All of the records below should be output exactly.

Data extracts Start Marker

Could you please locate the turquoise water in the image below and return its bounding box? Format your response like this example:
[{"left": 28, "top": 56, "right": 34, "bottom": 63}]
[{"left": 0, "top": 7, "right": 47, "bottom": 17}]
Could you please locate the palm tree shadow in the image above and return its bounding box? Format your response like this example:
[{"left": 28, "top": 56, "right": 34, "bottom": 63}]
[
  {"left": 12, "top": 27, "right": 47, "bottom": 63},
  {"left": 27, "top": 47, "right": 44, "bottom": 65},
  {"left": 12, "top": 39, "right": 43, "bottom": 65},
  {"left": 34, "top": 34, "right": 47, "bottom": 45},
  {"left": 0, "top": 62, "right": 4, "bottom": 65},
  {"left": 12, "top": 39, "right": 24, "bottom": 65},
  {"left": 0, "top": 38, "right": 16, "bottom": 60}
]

Data extracts End Marker

Expected output:
Could you please locate the turquoise water in the image below and return its bounding box? Format your response like this example:
[{"left": 28, "top": 56, "right": 34, "bottom": 63}]
[{"left": 0, "top": 7, "right": 47, "bottom": 17}]
Could you please locate the palm tree shadow in the image above and return its bounding box? Format your response like this example:
[{"left": 28, "top": 56, "right": 34, "bottom": 63}]
[
  {"left": 12, "top": 27, "right": 47, "bottom": 63},
  {"left": 27, "top": 47, "right": 44, "bottom": 65},
  {"left": 12, "top": 39, "right": 43, "bottom": 65},
  {"left": 34, "top": 34, "right": 47, "bottom": 45},
  {"left": 0, "top": 62, "right": 4, "bottom": 65},
  {"left": 12, "top": 39, "right": 24, "bottom": 65},
  {"left": 0, "top": 38, "right": 16, "bottom": 60}
]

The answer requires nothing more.